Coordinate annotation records
----
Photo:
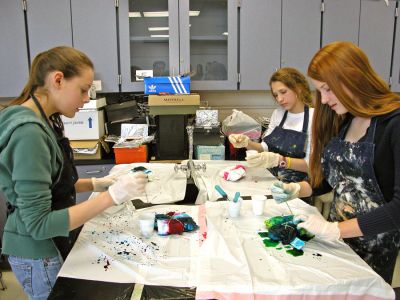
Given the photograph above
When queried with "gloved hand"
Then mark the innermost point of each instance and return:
(317, 225)
(283, 192)
(263, 159)
(127, 187)
(239, 140)
(102, 184)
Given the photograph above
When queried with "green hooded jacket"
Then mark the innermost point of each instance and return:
(30, 159)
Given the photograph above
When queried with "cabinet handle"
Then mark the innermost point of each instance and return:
(93, 172)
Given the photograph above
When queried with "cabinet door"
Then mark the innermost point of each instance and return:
(396, 60)
(49, 24)
(376, 34)
(260, 42)
(89, 171)
(301, 26)
(149, 37)
(341, 21)
(13, 49)
(95, 33)
(208, 43)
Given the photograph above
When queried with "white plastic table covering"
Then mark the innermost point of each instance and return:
(234, 263)
(256, 181)
(168, 186)
(107, 250)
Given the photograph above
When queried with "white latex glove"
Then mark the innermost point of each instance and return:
(239, 140)
(263, 159)
(317, 225)
(127, 187)
(283, 192)
(102, 184)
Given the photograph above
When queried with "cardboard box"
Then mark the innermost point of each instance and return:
(119, 112)
(173, 104)
(171, 85)
(174, 100)
(93, 146)
(94, 104)
(130, 155)
(86, 125)
(210, 152)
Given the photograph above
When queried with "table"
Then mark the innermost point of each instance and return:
(230, 261)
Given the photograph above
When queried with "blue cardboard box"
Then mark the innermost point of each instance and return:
(170, 85)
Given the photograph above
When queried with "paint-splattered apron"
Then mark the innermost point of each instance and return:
(348, 168)
(289, 143)
(63, 190)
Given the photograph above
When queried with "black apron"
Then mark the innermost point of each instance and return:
(289, 143)
(63, 189)
(348, 168)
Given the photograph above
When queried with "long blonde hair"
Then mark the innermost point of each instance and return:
(295, 81)
(68, 60)
(347, 71)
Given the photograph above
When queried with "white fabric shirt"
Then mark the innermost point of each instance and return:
(294, 122)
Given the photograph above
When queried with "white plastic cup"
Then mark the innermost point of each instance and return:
(251, 152)
(258, 203)
(146, 224)
(234, 208)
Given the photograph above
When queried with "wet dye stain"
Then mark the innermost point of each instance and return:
(294, 252)
(263, 234)
(270, 243)
(107, 265)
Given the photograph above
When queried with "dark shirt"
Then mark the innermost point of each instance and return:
(387, 171)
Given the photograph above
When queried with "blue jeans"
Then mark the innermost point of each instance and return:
(37, 276)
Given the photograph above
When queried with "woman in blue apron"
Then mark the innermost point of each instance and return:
(356, 153)
(286, 144)
(37, 174)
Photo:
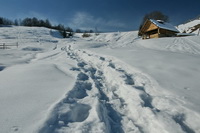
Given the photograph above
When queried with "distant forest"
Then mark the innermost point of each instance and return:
(35, 22)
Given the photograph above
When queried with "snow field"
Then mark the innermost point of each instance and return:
(109, 83)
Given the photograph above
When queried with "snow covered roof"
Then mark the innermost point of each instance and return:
(164, 25)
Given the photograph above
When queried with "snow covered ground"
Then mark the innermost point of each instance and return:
(110, 83)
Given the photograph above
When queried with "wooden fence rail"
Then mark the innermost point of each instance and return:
(5, 46)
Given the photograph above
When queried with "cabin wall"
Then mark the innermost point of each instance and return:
(166, 33)
(151, 27)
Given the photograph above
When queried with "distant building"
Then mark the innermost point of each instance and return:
(156, 29)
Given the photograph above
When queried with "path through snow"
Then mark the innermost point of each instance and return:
(112, 97)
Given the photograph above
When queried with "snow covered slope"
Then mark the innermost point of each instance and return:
(110, 83)
(190, 27)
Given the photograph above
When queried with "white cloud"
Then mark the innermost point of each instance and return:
(86, 21)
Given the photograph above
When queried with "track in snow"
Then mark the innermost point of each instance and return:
(109, 97)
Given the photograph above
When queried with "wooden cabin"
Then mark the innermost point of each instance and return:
(156, 29)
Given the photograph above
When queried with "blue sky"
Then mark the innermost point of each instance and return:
(106, 15)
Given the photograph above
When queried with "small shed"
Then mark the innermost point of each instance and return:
(156, 29)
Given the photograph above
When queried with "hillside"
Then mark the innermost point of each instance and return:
(110, 83)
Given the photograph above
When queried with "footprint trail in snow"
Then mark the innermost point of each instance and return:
(112, 97)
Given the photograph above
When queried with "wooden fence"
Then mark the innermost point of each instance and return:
(6, 46)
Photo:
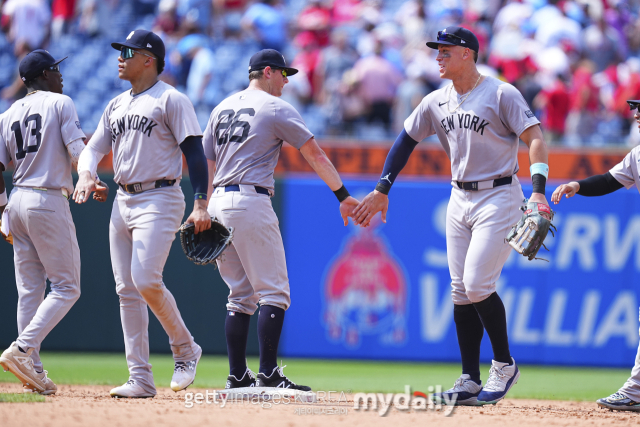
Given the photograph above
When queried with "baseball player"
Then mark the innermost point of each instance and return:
(242, 142)
(478, 120)
(148, 128)
(624, 174)
(41, 134)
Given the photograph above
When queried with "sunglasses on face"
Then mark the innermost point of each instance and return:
(284, 73)
(451, 38)
(127, 52)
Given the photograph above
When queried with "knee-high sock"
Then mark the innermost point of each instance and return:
(470, 330)
(494, 319)
(270, 321)
(236, 328)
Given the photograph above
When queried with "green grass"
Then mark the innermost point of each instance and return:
(536, 382)
(20, 397)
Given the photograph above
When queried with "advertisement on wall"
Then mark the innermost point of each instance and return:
(383, 292)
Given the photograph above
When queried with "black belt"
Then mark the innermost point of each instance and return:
(259, 190)
(473, 186)
(144, 186)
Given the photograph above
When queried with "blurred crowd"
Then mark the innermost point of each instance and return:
(364, 65)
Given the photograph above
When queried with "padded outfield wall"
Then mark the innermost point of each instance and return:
(383, 292)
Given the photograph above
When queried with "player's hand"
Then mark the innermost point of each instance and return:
(200, 217)
(540, 198)
(346, 209)
(372, 204)
(101, 193)
(86, 184)
(569, 189)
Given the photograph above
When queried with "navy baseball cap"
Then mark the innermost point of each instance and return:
(456, 36)
(35, 63)
(270, 58)
(143, 39)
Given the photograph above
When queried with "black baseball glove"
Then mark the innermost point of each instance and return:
(205, 247)
(528, 235)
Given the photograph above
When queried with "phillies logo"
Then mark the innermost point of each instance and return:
(365, 292)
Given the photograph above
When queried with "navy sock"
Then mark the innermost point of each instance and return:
(270, 321)
(470, 331)
(494, 319)
(236, 329)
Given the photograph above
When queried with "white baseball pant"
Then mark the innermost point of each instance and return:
(477, 224)
(44, 246)
(141, 231)
(253, 266)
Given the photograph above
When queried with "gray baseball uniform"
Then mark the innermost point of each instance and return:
(481, 140)
(626, 173)
(144, 131)
(35, 133)
(244, 136)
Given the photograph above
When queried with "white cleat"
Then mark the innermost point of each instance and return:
(20, 364)
(501, 378)
(464, 392)
(184, 373)
(131, 389)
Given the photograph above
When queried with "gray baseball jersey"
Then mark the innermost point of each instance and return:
(480, 137)
(626, 172)
(145, 132)
(35, 132)
(244, 136)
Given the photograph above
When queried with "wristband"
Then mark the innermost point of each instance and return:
(539, 182)
(341, 193)
(383, 188)
(541, 169)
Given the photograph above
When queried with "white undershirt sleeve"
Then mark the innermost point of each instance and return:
(75, 148)
(89, 159)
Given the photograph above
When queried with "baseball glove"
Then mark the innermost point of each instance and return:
(6, 237)
(205, 247)
(528, 235)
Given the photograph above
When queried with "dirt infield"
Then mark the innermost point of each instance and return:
(91, 405)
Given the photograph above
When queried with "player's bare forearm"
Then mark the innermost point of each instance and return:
(200, 217)
(320, 163)
(85, 186)
(372, 204)
(538, 151)
(211, 165)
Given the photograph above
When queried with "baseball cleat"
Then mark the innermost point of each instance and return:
(619, 402)
(132, 390)
(278, 380)
(464, 392)
(20, 364)
(502, 377)
(247, 380)
(184, 373)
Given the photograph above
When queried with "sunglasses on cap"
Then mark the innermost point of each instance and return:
(127, 52)
(446, 37)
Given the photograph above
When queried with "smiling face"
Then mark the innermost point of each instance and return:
(451, 60)
(133, 67)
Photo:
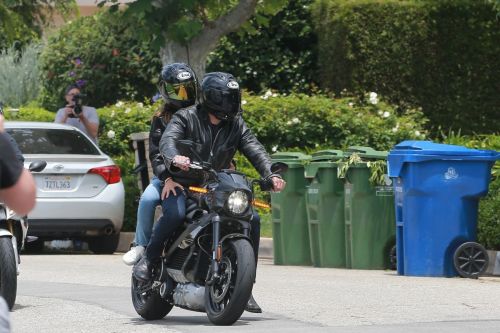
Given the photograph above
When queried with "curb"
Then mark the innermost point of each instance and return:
(494, 263)
(265, 246)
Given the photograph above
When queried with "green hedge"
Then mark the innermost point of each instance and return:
(440, 55)
(279, 54)
(280, 122)
(101, 54)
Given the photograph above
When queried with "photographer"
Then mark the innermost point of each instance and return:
(76, 114)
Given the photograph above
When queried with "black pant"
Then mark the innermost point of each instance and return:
(174, 214)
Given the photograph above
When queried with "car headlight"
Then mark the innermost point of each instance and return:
(237, 203)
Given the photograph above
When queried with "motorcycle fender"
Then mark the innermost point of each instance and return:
(234, 236)
(5, 233)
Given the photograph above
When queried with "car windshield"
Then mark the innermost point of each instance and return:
(52, 141)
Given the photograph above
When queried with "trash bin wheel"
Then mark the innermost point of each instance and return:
(393, 258)
(470, 260)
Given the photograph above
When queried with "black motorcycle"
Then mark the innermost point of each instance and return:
(208, 265)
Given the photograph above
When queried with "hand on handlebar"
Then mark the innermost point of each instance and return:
(278, 184)
(182, 162)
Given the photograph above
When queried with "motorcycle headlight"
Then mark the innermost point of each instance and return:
(237, 202)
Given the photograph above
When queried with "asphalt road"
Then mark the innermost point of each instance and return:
(88, 293)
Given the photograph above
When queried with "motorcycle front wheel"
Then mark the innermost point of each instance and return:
(148, 303)
(226, 299)
(8, 271)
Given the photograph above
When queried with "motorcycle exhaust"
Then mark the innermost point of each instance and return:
(190, 295)
(108, 230)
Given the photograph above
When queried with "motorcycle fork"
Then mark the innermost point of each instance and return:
(216, 250)
(10, 227)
----
** Exercise requirements **
Tally the lines in the records above that contain the string "pant". Case counts. Give only the number.

** Finished task **
2